> _ACTION ITEM_
Among the entries below, how many lines include "window"? Give the number alone.

(Stored dataset items)
==================================================

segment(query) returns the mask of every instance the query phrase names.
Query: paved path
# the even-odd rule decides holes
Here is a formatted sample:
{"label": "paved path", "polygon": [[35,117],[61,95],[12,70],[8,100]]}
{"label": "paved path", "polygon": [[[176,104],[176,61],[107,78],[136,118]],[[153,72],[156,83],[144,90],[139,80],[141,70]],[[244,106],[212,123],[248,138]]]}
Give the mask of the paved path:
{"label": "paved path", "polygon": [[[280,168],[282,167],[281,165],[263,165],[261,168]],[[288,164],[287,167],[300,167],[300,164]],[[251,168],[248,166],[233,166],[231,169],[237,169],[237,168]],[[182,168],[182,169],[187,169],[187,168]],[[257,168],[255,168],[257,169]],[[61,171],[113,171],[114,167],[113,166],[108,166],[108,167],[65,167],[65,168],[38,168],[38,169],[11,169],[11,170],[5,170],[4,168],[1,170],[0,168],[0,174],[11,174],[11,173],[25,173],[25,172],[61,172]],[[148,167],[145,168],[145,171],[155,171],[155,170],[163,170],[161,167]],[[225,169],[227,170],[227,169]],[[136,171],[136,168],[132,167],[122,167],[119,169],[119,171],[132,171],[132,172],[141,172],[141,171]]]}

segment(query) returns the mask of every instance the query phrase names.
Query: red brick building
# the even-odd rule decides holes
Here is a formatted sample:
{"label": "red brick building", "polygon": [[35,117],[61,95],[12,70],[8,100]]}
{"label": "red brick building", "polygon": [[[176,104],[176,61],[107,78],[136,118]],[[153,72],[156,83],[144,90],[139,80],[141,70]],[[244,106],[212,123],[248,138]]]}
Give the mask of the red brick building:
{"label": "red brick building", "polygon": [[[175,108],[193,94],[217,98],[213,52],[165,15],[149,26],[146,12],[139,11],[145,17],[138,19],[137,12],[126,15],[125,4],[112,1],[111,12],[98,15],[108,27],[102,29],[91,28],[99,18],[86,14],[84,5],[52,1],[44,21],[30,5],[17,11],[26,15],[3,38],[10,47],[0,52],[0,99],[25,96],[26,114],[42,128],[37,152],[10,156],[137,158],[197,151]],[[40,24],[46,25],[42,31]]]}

==================================================

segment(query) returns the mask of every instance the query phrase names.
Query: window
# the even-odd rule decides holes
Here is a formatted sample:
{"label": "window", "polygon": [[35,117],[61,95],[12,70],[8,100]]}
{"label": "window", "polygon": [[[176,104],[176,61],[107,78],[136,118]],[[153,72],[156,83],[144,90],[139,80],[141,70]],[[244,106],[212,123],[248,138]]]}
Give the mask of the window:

==================================================

> _YOUR SOLUTION_
4